**Reading passage:**
10 Good or Bad Things about the Zoo

Over the past 30 years, many established zoos have endeavoured to improve the level of care for animals and rehabilitate the public perception of zoos. However, despite many good intentions and considerable financial effort, the concept of zoos is nonetheless fraught with many serious problems.  Should zoos be banned or not – here are the 10 good or bad things about the zoo.

Good things

1. Zoos are protecting endangered species

Zoos are not like the cruel animal menageries from the middle ages. They want to provide entertainment, but they are greatly concerned with the protection and conservation of animals and their natural habitats. They provide a protected environment for endangered animals, and also help in raising awareness and funding for wildlife initiatives and research projects. Therefore, zoos educate the public about animals and are contributing their part to the conservation of many species. 

2. Educating the public

Education is another positive feature of zoos. Many children and adults in cities can only see wild animals in TV or the internet. Zoos offer them the unique experience of contemplating real animals. They can smell them, see how they move and listen their sounds in real life. This is a much more vivid and enriching experience than the one you can get through a screen. Thanks to zoos, kids and adults develop empathy towards animals. In addition, people don’t need to travel to exotic places to see the animals, which is beneficial to the environment. Ultimately, zoos provide an affordable opportunity to see animals, giving everyone an equal chance to experience wildlife first-hand and learn about nature. 

3. Helping to fight extinction

Given that the mass destruction of wildlife habitats across the globe continues unabated and species such as elephants, big cats, birds, primates, rhinos, reptiles, and many others are at real risk of extinction, larger zoos have now stepped in with the hopes of stopping or at least slowing the decline of these endangered species. Zoos study animal breeding and thanks to them many wild animals in captivity can reproduce. Should zoos be banned, we would certainly loose some species. This is particularly important in the case of endangered species.

**Try it:**
Continue the text on good and bad things about zoos, starting right after its last sentence. The records have no connection to the text about zoos.

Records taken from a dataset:
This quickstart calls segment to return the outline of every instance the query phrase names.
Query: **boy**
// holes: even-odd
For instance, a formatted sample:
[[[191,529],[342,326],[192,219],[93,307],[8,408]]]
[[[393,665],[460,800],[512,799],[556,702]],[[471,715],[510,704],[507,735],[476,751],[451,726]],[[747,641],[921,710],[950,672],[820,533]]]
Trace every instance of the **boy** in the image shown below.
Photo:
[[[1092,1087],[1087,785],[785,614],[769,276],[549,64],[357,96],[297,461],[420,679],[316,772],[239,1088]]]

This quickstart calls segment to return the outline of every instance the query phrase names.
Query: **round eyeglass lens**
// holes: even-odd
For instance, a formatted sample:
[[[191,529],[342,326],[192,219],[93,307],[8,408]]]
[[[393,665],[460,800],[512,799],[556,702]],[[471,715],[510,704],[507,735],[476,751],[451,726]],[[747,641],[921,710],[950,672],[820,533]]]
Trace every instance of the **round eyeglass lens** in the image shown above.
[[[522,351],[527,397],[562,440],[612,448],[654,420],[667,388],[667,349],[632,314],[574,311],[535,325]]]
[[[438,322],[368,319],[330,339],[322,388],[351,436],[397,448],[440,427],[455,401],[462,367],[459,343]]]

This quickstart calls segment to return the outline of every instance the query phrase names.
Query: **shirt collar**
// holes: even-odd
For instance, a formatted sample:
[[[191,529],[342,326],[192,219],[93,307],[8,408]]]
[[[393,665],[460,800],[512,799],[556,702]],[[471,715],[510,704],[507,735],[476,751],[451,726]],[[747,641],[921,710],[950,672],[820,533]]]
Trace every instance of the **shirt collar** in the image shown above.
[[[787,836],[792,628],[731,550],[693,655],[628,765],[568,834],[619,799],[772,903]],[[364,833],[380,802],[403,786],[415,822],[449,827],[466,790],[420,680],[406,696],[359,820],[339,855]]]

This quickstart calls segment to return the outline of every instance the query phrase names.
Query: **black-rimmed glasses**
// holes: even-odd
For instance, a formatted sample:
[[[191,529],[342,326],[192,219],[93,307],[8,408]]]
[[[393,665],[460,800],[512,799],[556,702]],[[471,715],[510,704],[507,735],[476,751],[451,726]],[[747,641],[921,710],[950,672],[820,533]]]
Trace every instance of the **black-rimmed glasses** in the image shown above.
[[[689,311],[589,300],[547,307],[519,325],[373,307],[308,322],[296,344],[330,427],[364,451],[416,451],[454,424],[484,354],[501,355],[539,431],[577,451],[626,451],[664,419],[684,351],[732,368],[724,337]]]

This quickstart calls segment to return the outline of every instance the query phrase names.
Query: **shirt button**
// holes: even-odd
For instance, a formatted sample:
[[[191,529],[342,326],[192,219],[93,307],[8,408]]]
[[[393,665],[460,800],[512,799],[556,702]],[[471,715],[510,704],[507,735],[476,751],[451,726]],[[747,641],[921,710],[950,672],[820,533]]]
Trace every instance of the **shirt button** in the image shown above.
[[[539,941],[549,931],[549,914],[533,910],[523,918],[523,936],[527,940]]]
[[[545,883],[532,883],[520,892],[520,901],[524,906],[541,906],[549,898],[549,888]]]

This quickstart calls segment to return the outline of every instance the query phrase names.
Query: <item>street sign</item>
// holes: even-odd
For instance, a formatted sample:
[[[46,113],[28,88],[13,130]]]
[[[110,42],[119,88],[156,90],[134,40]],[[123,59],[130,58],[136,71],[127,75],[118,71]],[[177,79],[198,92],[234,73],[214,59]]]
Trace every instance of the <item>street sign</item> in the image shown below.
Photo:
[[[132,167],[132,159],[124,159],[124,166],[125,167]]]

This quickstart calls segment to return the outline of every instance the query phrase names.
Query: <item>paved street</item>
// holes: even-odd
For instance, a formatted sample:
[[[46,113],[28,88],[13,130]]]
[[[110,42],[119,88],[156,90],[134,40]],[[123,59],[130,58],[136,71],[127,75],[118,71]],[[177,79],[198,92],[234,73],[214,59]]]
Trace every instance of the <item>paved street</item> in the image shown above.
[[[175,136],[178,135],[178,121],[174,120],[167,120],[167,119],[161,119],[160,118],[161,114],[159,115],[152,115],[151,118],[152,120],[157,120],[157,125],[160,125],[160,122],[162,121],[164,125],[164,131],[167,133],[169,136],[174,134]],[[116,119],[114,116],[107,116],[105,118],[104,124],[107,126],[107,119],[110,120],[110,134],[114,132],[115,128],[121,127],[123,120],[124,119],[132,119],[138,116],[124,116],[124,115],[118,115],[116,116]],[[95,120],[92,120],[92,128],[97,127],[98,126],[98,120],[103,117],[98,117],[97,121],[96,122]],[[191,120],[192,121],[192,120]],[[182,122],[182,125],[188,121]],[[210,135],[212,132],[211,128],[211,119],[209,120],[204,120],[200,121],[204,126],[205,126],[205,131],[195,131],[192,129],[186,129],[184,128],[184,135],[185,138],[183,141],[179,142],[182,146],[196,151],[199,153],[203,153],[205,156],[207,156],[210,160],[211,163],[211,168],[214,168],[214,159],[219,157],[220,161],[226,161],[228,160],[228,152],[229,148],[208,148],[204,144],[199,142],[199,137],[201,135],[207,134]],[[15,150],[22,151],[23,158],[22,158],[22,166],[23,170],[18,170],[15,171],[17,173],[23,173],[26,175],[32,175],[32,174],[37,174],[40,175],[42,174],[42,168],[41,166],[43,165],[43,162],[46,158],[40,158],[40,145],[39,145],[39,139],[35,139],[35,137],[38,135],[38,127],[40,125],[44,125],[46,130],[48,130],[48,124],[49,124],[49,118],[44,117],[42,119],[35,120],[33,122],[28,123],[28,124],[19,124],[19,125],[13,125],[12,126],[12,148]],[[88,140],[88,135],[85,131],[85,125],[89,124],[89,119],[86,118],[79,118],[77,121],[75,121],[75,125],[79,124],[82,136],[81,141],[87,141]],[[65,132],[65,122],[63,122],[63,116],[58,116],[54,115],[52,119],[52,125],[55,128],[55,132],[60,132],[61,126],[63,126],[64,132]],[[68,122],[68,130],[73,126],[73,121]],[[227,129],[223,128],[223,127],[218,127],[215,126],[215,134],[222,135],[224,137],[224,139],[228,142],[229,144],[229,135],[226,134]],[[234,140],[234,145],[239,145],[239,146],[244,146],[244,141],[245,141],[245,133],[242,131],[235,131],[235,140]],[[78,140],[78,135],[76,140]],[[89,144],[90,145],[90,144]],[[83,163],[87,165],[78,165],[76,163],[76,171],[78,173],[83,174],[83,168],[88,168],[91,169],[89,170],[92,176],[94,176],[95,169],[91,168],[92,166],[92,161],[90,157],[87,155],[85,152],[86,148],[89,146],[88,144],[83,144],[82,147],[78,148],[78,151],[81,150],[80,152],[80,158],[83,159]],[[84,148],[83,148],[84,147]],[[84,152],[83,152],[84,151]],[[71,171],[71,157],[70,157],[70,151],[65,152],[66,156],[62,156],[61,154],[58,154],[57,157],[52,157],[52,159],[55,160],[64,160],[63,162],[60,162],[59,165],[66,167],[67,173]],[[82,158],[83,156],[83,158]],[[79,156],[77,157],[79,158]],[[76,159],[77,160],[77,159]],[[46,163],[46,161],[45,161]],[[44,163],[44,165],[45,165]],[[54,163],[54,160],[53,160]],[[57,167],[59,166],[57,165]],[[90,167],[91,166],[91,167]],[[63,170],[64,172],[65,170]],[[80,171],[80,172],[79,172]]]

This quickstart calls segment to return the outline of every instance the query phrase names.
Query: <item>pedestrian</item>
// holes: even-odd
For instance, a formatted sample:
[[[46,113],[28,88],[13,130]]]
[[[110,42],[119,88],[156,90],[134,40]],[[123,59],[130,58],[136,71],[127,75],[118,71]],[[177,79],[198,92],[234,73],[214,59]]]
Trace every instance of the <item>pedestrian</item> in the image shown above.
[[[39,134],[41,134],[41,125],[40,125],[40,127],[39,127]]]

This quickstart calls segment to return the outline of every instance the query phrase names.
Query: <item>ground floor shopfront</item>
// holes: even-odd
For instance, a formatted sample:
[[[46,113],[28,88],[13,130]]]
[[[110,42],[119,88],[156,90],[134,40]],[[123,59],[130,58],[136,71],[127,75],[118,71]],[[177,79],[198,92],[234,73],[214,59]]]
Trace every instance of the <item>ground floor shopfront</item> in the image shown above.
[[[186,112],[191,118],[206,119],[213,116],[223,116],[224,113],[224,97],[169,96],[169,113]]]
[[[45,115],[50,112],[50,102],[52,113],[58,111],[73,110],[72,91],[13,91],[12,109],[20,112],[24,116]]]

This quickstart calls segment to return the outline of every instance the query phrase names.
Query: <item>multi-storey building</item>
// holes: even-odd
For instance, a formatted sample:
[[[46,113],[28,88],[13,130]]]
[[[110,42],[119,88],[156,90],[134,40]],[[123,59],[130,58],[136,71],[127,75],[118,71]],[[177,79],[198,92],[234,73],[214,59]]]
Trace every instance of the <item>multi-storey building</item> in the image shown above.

**Result below:**
4. Conducting valuable research

Zoos are crucial for research. Being able to observe and study animals is crucial if we want to contribute to help them and repair the ecosystems. They also help in reducing human-animal conflicts and in better understanding the needs and psychology of animals. Zoos serve as laboratories to learn more about how to fight animal diseases and develop effective animal anaesthetics and other treatments to help more animals in the future.

5. Economic resources for communities

Zoos play an important economic role, especially in the less developed areas of the world, where they are an important income source for many communities. Zoos do more than just provide a place for animals to reside. They are a place that provides jobs, creates tourism opportunities, and can even be an economic nexus for a community. 

Bad things

1. Zoos entertain humans at the expense of animals

Critics, environmental activists and a majority of animal rights activists insist that zoos, despite their noble intentions, are inherently immoral and primarily serve to entertain humans at the expense of animals. They argue that zoos don’t educate the public enough to justify keeping animals captive. We should ask ourselves whether the entertainment provided by zoos especially by animal shows and similar activities does really justify the price that the animals are paying for it.

2. Holding animals in captivity has questionable ethics

Zoos are a typical form of family entertainment, but associating leisure and fun with the contemplation of animals in captivity can send the wrong signals to our children. There may be educational value in a zoo, but keeping animals in captivity offers an ethical dilemma. Some animals, like the average house cat, will thrive in a captive environment. Others, like orcas, do very poorly when living in captivity.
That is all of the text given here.